⟨

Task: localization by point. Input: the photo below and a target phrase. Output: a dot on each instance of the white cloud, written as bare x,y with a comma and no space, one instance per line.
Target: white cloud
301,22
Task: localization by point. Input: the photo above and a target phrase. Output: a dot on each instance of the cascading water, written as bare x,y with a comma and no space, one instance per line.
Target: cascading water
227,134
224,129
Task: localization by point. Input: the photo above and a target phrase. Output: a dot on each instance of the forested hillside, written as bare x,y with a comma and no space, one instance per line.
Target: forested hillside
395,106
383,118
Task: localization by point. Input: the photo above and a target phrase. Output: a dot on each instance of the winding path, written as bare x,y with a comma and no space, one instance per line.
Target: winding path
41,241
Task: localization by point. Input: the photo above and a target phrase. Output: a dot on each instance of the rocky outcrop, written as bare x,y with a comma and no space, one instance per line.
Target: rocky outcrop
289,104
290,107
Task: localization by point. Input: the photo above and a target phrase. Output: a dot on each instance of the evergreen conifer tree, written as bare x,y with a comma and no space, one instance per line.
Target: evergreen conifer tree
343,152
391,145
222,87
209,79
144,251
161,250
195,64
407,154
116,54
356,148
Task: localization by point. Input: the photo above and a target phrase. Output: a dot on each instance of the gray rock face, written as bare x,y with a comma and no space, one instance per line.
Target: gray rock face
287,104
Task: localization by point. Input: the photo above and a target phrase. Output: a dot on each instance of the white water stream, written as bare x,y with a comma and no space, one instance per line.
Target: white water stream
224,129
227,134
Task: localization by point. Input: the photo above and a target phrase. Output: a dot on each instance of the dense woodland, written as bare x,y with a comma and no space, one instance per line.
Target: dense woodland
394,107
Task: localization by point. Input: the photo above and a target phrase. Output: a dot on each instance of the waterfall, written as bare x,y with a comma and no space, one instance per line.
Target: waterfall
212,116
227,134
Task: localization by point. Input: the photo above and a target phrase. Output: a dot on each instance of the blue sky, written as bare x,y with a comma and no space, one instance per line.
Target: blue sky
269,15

⟩

WORK REQUIRED
Copy each record exactly, leaving nothing out.

COMPLETED EXERCISE
Task: localization by point. Input: the photo below and a target phrase. Output: a dot on each instance of the white cloud, written as bare x,y with a comma and no space, one instance per line.
Target: white cloud
301,22
Task: localization by point. Input: the photo above and a target phrase. Output: a dot on each instance of the cascading water, written as bare x,y with a comma and no space, one instance per line.
Target: cascading water
227,134
224,129
Task: localization by point. Input: the photo above and a target phrase. Output: a dot on each instance of the forested hillside, written as bare x,y with a comma and no space, one instance per line.
Target: forested hillside
395,106
383,118
Task: localization by point. Input: the photo above and a target phrase. Output: a dot on each instance of the winding path, written as bare x,y with a comma and no space, one instance per line.
Target: winding path
41,241
Task: localization by point. Input: the photo above and a target phrase. Output: a dot on each instance of the rocky outcrop, written as bare x,y with a comma and no space, one instance per line.
Target: rocky outcrop
289,104
290,107
Task: localization by point. Input: the photo above and a target phrase. Output: a dot on each instance of the evergreen conifer tree, written as bare x,y with a comma and no space, one instance per line.
Target: evergreen conifer tree
343,152
391,145
222,87
209,79
144,251
161,250
195,64
407,154
116,54
356,148
Task: localization by point. Input: the photo above and a target phrase. Output: a dot on each instance of the gray rock face, written as bare x,y with a comma and no space, one instance per line.
Target: gray rock face
287,104
Task: localization by point. Input: the photo above and a target phrase. Output: a dot on each instance of the white water stream, written as bare x,y with a comma and no space, one instance per line.
Target: white water stream
224,129
227,134
Task: localization by point. Input: the photo above and a target phrase. Output: a dot on each instance of the dense woodland, written as bare x,y with a comma and no space, one instance per line.
Target: dense woodland
394,107
Task: localization by point. Input: the photo above and a target phrase. Output: a dot on each instance of the waterfall, written as bare x,y with a comma and no space, one instance per line.
Target: waterfall
212,116
227,134
Task: localization by point. Input: the photo above and a target phrase. Output: a dot on each instance of the blue sky, written as bare x,y with a comma and no space, one instance per line.
Target: blue sky
269,15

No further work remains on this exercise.